WRITTEN INSTRUCTION - Transcribe the entries below exactly.

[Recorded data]
[BEGIN]

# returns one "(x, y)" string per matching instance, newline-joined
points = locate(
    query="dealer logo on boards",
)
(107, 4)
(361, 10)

[END]

SOLUTION FOR THIS EXERCISE -
# returns one "(x, y)" string per matching instance, newline-joined
points = locate(
    query="dealer logo on boards",
)
(107, 4)
(361, 10)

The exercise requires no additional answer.